## THE TASK
Because the entries hold pictures, reproduce only their words, exactly as written.

[Stored items]

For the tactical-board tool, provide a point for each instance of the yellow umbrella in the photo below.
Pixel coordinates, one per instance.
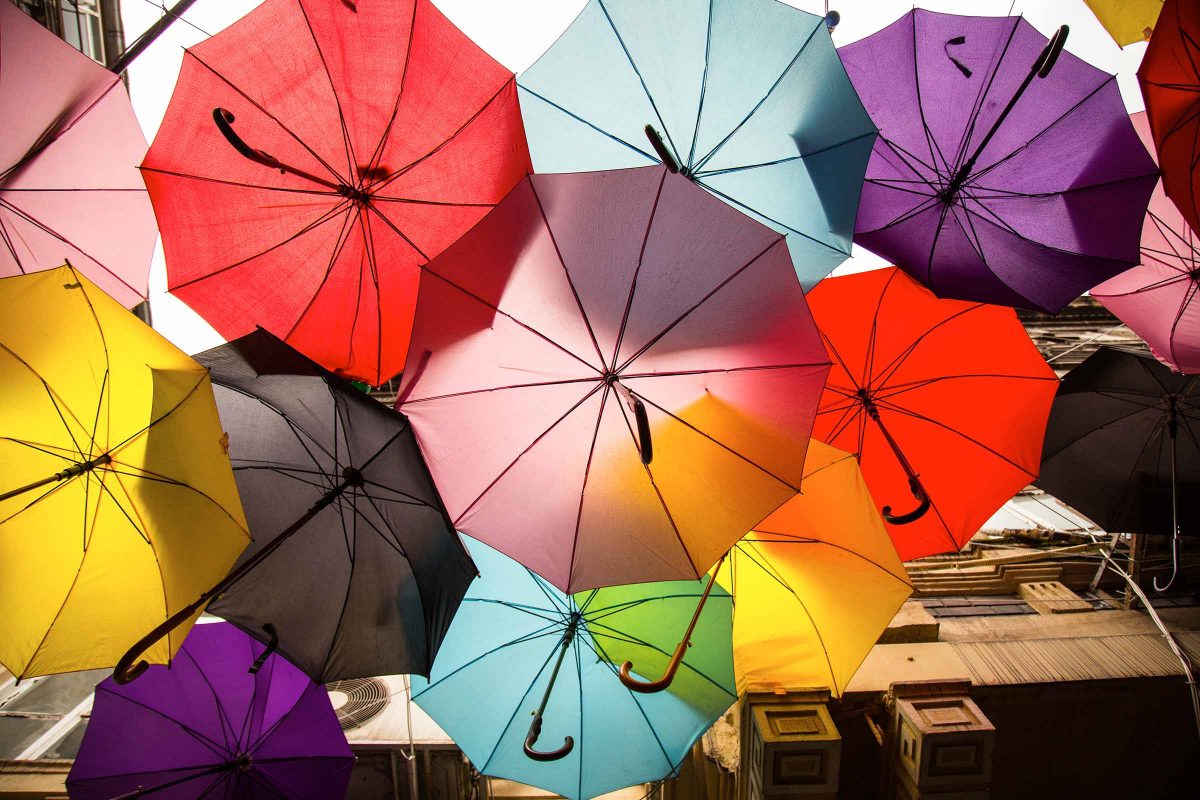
(815, 583)
(118, 503)
(1127, 20)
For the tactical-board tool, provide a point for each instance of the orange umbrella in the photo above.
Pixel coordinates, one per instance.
(942, 398)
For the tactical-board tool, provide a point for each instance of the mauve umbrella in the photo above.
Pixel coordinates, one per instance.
(1006, 170)
(211, 727)
(70, 190)
(613, 377)
(355, 566)
(1157, 298)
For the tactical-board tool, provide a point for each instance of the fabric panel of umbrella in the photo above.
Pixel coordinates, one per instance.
(209, 727)
(521, 645)
(1127, 20)
(366, 581)
(1157, 299)
(615, 377)
(745, 97)
(69, 187)
(1121, 446)
(313, 156)
(815, 583)
(1006, 170)
(117, 503)
(940, 398)
(1170, 83)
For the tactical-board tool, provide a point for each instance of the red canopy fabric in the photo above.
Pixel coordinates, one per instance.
(394, 134)
(959, 386)
(1170, 84)
(69, 182)
(540, 332)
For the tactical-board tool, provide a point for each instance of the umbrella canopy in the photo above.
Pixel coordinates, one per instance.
(117, 500)
(1170, 84)
(1108, 445)
(1157, 299)
(1006, 169)
(942, 398)
(355, 569)
(815, 583)
(747, 97)
(516, 636)
(210, 728)
(615, 377)
(69, 182)
(1127, 20)
(313, 156)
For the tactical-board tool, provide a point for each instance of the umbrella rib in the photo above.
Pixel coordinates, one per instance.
(383, 182)
(719, 444)
(594, 127)
(737, 127)
(703, 86)
(268, 115)
(352, 161)
(567, 274)
(720, 286)
(583, 487)
(637, 270)
(531, 446)
(637, 72)
(906, 411)
(427, 270)
(47, 229)
(343, 236)
(339, 208)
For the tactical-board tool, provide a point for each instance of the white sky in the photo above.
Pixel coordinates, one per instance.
(517, 31)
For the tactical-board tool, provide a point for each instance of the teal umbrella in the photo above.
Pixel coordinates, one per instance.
(747, 97)
(526, 685)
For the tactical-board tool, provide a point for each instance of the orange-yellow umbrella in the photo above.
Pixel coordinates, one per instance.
(815, 583)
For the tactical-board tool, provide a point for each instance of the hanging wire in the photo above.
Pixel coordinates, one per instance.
(168, 11)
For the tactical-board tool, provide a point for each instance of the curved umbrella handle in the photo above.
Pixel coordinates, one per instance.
(270, 648)
(549, 756)
(126, 671)
(1053, 50)
(918, 492)
(225, 118)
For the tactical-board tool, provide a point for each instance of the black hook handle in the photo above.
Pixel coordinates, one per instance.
(547, 756)
(918, 492)
(661, 149)
(270, 648)
(1053, 50)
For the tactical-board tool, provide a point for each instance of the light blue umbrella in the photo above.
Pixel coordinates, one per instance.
(525, 662)
(748, 97)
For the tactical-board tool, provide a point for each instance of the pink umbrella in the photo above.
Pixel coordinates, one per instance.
(70, 188)
(1157, 298)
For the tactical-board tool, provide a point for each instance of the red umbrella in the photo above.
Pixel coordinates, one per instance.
(613, 377)
(69, 184)
(1170, 84)
(315, 155)
(1157, 299)
(940, 398)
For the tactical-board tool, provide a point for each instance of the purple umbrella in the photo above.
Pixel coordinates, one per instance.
(213, 726)
(1006, 170)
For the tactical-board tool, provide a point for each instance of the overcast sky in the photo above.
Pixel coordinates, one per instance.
(516, 31)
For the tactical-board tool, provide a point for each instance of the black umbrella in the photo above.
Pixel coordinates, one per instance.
(1121, 446)
(367, 571)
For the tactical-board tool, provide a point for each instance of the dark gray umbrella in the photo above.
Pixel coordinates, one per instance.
(365, 569)
(1122, 445)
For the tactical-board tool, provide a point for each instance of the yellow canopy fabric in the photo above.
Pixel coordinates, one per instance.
(93, 561)
(1127, 20)
(815, 583)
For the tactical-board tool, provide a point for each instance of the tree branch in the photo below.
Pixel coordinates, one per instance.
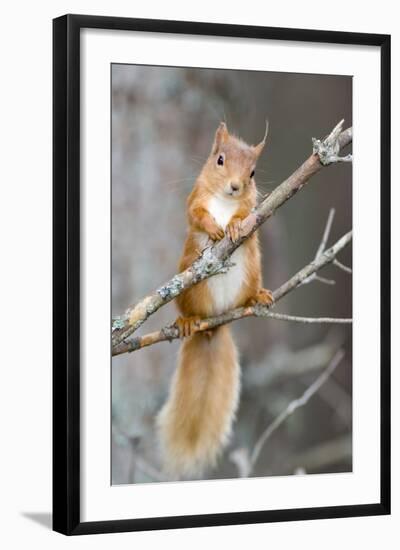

## ANSWER SECTION
For the tactical-board tool, provide a point for each instance of the yellow umbrella in the photo below.
Pixel coordinates, one per instance.
(815, 583)
(118, 503)
(1127, 20)
For the tactical-board tool, provide a point for each instance of the orange umbrella in the photo above.
Pixel coordinates, one per instance.
(942, 398)
For the tactical-board tool, provide a point for each instance of the mauve umbrella in the photo above.
Pixel coordinates, one per instance.
(1006, 170)
(211, 727)
(70, 190)
(613, 377)
(355, 566)
(1157, 298)
For the tactical-board tool, provide a point for each instance of the fabric panel of umbrella in the photo above.
Pixel coordinates, one per instance.
(209, 727)
(521, 645)
(1127, 20)
(366, 581)
(1157, 299)
(615, 377)
(745, 97)
(69, 187)
(1121, 446)
(313, 156)
(815, 583)
(1006, 170)
(117, 503)
(940, 398)
(1170, 83)
For the tactical-board tool, provide a point for each instance of the red canopy fabric in the photo above.
Pixel coordinates, one per instance.
(394, 134)
(959, 386)
(1170, 84)
(69, 182)
(540, 332)
For the tactical-board tool, provide a point for each instance of the umbrella canopy in the photo above.
Pixel coordinates, one per instance.
(117, 500)
(1170, 84)
(1108, 445)
(1157, 299)
(1006, 169)
(942, 398)
(355, 569)
(815, 583)
(747, 97)
(516, 636)
(210, 728)
(615, 377)
(69, 182)
(1127, 20)
(313, 156)
For the tactical-board tool, provide a point for each instance of the umbrella rib in the photo above.
Pixel coordinates, one per instance.
(383, 182)
(719, 444)
(594, 127)
(737, 127)
(703, 86)
(268, 115)
(352, 161)
(567, 274)
(720, 286)
(583, 487)
(637, 270)
(531, 446)
(637, 72)
(906, 411)
(427, 270)
(47, 229)
(343, 236)
(339, 208)
For the tactical-board tool, provide a point for each instance of the white sky in the photo above.
Pixel coordinates, one per instance.
(517, 31)
For the tactical-board tool, provide a point for each instance of the teal umbrella in the photo above.
Pixel coordinates, one per instance.
(747, 97)
(526, 685)
For the tactical-board tool, provide a point for each instance of the orange-yellow umbrella in the photo above.
Pixel coordinates, one per instance.
(815, 583)
For the tactical-board tool, provide a point for each instance of the hanging wire in the photo above.
Pixel coordinates, one per instance.
(168, 11)
For the tactical-board tool, provide a point for each instance of the curved umbrella handle in the photo above.
Pixel coordinates, one per instance.
(270, 648)
(549, 756)
(126, 671)
(1053, 50)
(918, 492)
(225, 118)
For the tactical-board tool, provide a point for each instance of the black hook handle in the photo above.
Pixel coordinates, one per instance.
(547, 756)
(918, 492)
(661, 149)
(270, 648)
(1053, 50)
For the tactical-board tool, provide a point for each instance of the light blue umbrella in the photo above.
Pixel coordinates, one per instance.
(525, 662)
(748, 97)
For the tactical-board tool, provide a point for each instance of the pink umbrella in the photo above.
Pixel coordinates, one per instance.
(70, 188)
(1157, 298)
For the tactical-board tool, provide a point for each instance of the red umbrella in the photo above.
Pixel coordinates, one per instance.
(613, 377)
(69, 184)
(1170, 84)
(315, 155)
(1157, 299)
(940, 398)
For the tactical-board tool, provide a point for each instance of the purple umbrella in the photo above.
Pixel coordinates, one per instance.
(213, 726)
(1006, 170)
For the tactical-board tool, provide a point for each instance of the overcast sky in the photo above.
Pixel coordinates, one per instance.
(516, 31)
For the tactical-board tool, provide a point for each instance of the black umbrella in the photo above.
Pixel coordinates, one per instance.
(1121, 446)
(367, 571)
For the tactical-board tool, provide a point for each instance of the dark gray umbrella in the photo above.
Pixel coordinates, one per instance.
(365, 569)
(1122, 445)
For the tactical-board tool, provide a point for each instance of the yellow canopy fabric in the photo above.
Pixel coordinates, one per instance.
(93, 561)
(1127, 20)
(815, 583)
For the tactical-board tool, provide a point for each instance of the tree branch in the photo below.
Pixel coordinates, one per instance.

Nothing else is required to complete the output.